What to produce:
Quote the entries below word for word, from the line containing "Exercise. Locate the dark shingled" through the end of the entries, both included.

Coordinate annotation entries

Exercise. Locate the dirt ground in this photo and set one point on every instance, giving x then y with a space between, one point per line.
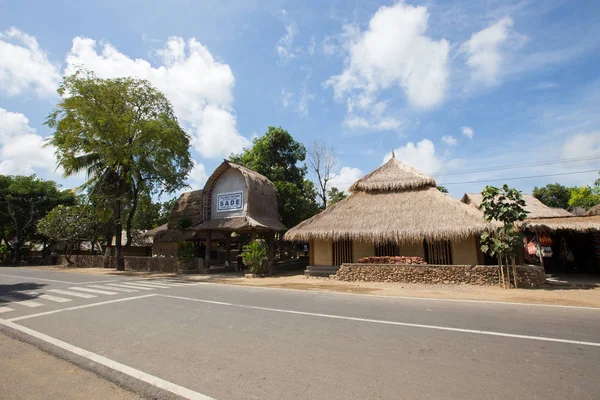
562 294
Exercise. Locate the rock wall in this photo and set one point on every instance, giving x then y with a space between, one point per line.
528 276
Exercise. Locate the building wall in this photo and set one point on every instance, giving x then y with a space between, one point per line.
412 250
362 249
232 180
322 252
165 248
464 252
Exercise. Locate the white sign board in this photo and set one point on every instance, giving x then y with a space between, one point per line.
230 201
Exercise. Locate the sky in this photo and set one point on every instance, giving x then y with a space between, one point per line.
472 92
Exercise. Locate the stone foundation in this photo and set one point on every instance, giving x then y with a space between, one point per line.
528 276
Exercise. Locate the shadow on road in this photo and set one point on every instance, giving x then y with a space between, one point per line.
14 291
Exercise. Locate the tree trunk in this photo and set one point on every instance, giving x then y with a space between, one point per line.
119 261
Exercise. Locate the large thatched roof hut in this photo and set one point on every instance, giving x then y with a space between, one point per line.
394 210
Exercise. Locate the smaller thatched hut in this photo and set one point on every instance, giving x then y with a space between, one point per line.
393 211
234 199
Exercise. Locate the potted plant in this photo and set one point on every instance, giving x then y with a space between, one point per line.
255 257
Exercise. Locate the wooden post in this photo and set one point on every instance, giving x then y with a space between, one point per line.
271 244
208 248
228 247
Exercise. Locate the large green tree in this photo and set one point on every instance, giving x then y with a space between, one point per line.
23 201
553 195
280 158
124 135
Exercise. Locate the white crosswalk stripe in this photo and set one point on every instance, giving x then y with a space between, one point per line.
47 297
26 303
74 294
128 285
152 285
92 290
112 288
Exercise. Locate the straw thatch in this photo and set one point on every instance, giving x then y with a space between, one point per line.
189 206
387 211
536 208
392 176
577 224
262 209
593 211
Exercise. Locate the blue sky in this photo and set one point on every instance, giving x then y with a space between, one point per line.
455 88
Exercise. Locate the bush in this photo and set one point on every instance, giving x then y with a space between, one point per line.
255 256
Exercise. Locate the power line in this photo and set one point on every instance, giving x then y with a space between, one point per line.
518 177
511 166
532 164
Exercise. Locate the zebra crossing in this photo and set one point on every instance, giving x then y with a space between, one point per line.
25 299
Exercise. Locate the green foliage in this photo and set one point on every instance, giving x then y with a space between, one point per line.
277 156
255 256
70 224
335 195
585 197
124 135
24 200
553 195
505 206
184 223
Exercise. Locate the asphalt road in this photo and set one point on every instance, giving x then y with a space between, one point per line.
232 342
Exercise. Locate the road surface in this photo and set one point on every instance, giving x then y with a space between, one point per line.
170 337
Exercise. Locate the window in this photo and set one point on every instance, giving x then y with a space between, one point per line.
387 250
342 252
438 252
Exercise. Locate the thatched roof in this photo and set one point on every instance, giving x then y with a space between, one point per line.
262 210
577 224
536 208
593 211
190 206
392 176
406 209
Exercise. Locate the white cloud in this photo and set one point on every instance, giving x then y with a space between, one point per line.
21 149
486 51
197 177
449 140
200 88
345 177
285 45
582 145
467 131
421 156
393 53
25 67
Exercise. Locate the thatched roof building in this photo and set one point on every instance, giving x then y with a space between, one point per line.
395 203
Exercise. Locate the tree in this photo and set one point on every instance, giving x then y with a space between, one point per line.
336 195
255 256
23 201
504 206
124 134
277 156
70 224
585 197
553 195
322 161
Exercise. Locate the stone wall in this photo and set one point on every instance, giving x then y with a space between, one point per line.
528 276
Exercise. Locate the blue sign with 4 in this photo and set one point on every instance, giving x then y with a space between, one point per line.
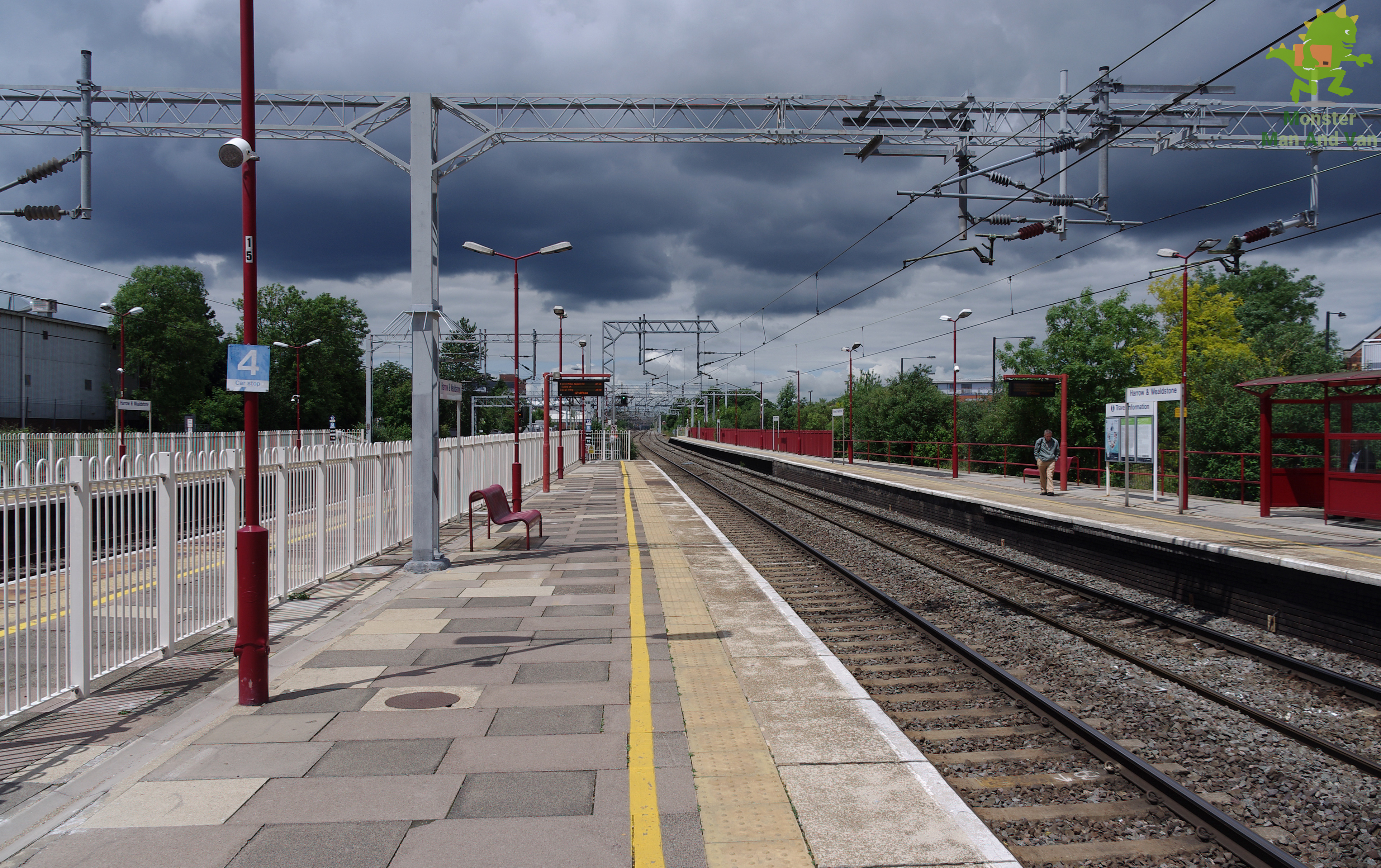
246 369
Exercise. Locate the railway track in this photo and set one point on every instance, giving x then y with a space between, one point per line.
1057 788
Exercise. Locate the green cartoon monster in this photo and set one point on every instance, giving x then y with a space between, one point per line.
1322 52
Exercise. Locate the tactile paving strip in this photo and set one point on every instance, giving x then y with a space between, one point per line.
745 812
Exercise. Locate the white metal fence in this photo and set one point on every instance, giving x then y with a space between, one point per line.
107 564
23 446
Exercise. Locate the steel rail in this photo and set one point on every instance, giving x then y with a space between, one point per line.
1212 823
1318 743
1293 666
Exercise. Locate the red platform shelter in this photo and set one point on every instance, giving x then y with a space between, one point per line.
1350 427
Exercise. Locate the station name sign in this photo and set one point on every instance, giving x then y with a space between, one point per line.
1034 388
580 388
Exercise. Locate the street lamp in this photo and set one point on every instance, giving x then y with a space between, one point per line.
298 399
955 390
561 428
850 444
583 344
1328 330
797 411
119 413
1184 359
491 252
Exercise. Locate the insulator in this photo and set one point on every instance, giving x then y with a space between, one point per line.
43 212
42 170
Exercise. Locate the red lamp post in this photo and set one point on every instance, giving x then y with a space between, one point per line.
1184 362
850 444
298 398
491 252
955 391
561 420
583 403
119 414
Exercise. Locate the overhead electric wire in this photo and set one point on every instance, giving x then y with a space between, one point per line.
1093 151
1060 301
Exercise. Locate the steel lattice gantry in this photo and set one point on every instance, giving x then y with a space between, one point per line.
906 126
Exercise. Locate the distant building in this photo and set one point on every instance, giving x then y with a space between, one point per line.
969 390
54 374
1366 355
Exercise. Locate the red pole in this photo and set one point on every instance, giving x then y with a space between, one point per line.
1064 431
955 409
517 476
119 412
546 432
252 540
561 420
1184 387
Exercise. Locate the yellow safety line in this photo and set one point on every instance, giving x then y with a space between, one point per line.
643 772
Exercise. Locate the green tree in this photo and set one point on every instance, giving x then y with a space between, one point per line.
333 372
1093 343
175 346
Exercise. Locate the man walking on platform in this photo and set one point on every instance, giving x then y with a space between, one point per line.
1047 452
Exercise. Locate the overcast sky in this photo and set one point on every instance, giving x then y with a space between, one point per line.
666 231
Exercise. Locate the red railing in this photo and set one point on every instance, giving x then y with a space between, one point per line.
937 453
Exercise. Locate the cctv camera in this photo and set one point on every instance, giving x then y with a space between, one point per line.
235 152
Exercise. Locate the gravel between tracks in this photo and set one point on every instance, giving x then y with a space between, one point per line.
1324 812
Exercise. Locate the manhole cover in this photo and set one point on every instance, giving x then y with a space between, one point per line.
422 700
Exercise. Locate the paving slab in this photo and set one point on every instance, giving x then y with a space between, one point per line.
257 729
151 804
143 848
322 845
351 800
241 761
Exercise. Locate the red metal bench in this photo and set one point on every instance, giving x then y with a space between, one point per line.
1055 471
499 512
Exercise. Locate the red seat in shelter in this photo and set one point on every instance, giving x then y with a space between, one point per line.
499 512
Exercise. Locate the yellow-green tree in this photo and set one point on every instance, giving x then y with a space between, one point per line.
1216 338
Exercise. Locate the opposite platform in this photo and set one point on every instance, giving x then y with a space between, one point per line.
629 692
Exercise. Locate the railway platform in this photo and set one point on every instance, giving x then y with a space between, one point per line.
627 692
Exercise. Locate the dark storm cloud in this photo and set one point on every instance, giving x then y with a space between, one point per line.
731 226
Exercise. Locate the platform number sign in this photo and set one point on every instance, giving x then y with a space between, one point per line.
246 369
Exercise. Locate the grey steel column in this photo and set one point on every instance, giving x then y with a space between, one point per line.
426 376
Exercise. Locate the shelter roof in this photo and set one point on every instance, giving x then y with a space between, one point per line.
1340 379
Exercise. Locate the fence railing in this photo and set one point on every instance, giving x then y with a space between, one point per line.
23 446
107 565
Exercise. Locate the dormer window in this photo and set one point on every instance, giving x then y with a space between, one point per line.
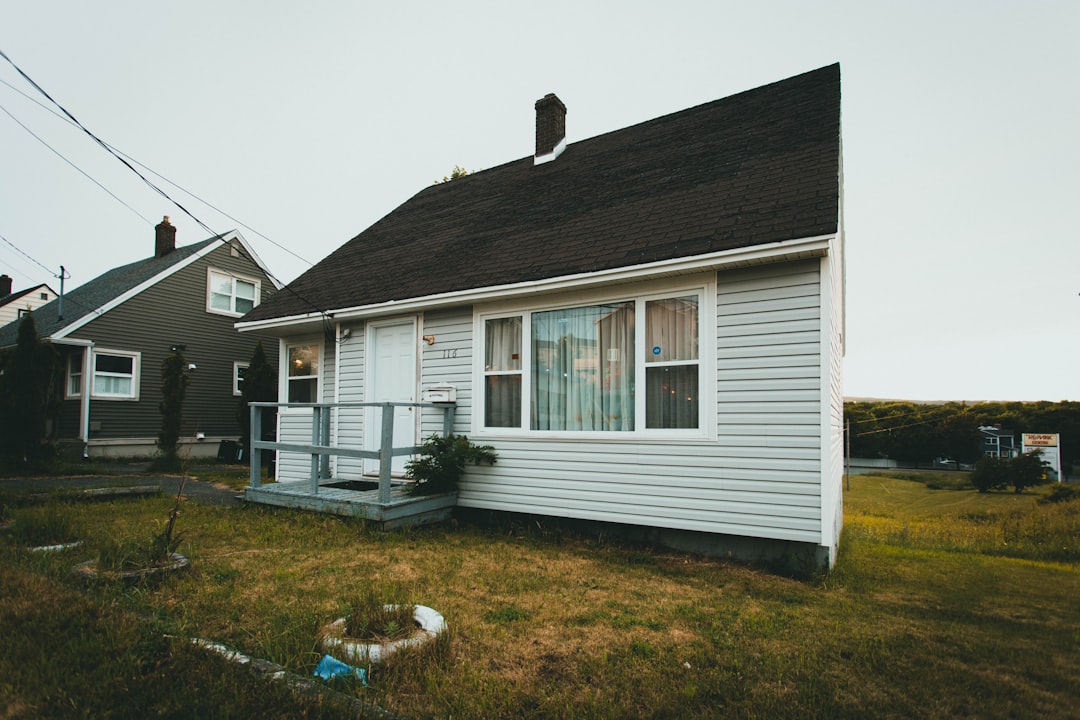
228 294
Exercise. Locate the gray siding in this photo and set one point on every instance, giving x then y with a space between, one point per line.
174 311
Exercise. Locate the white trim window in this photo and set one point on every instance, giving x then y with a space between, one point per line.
613 366
72 383
239 372
228 294
116 375
301 381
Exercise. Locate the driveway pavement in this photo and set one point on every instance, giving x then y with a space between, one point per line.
193 489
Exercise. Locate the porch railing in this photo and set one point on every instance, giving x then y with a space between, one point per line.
321 450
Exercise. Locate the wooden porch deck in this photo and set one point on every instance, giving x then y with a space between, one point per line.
402 511
388 503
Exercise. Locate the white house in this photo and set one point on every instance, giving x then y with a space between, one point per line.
646 325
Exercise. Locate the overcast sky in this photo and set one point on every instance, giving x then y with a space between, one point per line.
307 122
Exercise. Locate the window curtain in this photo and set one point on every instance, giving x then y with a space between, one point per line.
583 368
502 367
671 375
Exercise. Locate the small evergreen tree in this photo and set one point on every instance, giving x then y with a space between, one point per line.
25 392
990 474
260 385
174 389
1027 471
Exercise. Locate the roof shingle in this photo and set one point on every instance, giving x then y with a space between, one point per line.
756 167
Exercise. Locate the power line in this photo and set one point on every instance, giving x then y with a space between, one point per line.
164 194
21 252
84 174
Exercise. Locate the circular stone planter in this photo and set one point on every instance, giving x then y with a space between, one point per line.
89 569
351 650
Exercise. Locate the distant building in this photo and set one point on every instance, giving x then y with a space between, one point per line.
998 443
14 306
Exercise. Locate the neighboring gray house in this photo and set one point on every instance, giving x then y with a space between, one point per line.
646 325
113 333
14 306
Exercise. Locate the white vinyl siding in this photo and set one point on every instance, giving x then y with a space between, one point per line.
757 469
758 476
229 294
295 425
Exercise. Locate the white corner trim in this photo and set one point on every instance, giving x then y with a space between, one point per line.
97 312
539 160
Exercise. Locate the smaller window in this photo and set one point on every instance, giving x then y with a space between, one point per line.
230 295
502 372
239 372
116 375
75 376
302 374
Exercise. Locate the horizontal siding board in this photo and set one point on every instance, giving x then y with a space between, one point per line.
773 334
804 531
768 354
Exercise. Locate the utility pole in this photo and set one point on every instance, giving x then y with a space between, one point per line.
847 451
59 308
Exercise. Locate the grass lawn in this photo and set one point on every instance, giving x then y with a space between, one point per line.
945 603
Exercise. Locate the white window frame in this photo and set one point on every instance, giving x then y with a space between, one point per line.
211 272
68 375
283 375
703 286
237 365
136 371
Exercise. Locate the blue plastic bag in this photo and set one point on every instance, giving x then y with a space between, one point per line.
332 667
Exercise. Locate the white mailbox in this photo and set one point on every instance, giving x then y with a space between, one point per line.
441 394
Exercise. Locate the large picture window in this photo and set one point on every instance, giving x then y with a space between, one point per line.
116 375
73 384
230 295
622 366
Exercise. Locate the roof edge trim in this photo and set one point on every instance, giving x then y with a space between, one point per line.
757 254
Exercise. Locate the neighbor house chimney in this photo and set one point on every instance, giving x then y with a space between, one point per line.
164 240
551 128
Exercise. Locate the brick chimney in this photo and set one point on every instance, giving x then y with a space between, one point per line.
551 128
164 239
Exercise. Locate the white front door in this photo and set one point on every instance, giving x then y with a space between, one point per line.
391 378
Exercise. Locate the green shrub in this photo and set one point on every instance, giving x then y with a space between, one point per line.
120 555
442 462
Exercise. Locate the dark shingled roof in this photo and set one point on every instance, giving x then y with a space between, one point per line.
92 296
752 168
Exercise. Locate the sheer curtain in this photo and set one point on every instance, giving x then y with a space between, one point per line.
583 368
502 370
671 374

Exercise answer:
Exercise. Locate the dark shingled roof in this photo and set one point on every instance, giving x then y with a space between, one point per line.
92 296
752 168
Exercise. Locate the sheer curtain in this photo and set one point on every instance, giving x then y with a space between, one point per line.
583 368
502 370
671 374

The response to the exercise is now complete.